> TEXT EXTRACT:
****************

Thundercats logoWe’re getting closer and closer to the start of Mattel’s brand new Thundercats line — September will be here before we know it — and I don’t know about anyone else, but I’m in the middle of readying myself for this new era. If the Masters of the Universe Classics line has shown us anything, it’s that Mattel has it in them to make an expansive, fulfilling line of updated toys based around an older property. I’m looking forward to the prospect of collecting Thundercats figures for years to come.

We’ve all been burned before on Thundercats toys, a fact I’ve gone into previously. We’re already going to be going deeper into the Thundercats property this time around, so I’m much more confident that this line will be going beyond two figures before closing up shop.

In preparation for the line, I finally grabbed all four volumes of the original ’80s series and have been watching three a night over the past couple of weeks. As of right now, I’m halfway through the series. This is something I’ve been intending on doing anyway, as I’ve been running through a ton of complete series editions of old syndicated cartoons in the past few years. The announcement of the Thundercats line gave me the final push to track down the sets. Luckily I managed to get all four volumes for way below the price of a single volume.

****************

> DATA EXCERPT:
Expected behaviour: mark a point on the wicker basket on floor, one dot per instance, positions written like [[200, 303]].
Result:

****************

In the Thundercats text, how many episodes of the original series has the writer been watching each night?

> ANSWER TO THE PROBLEM: Three a night.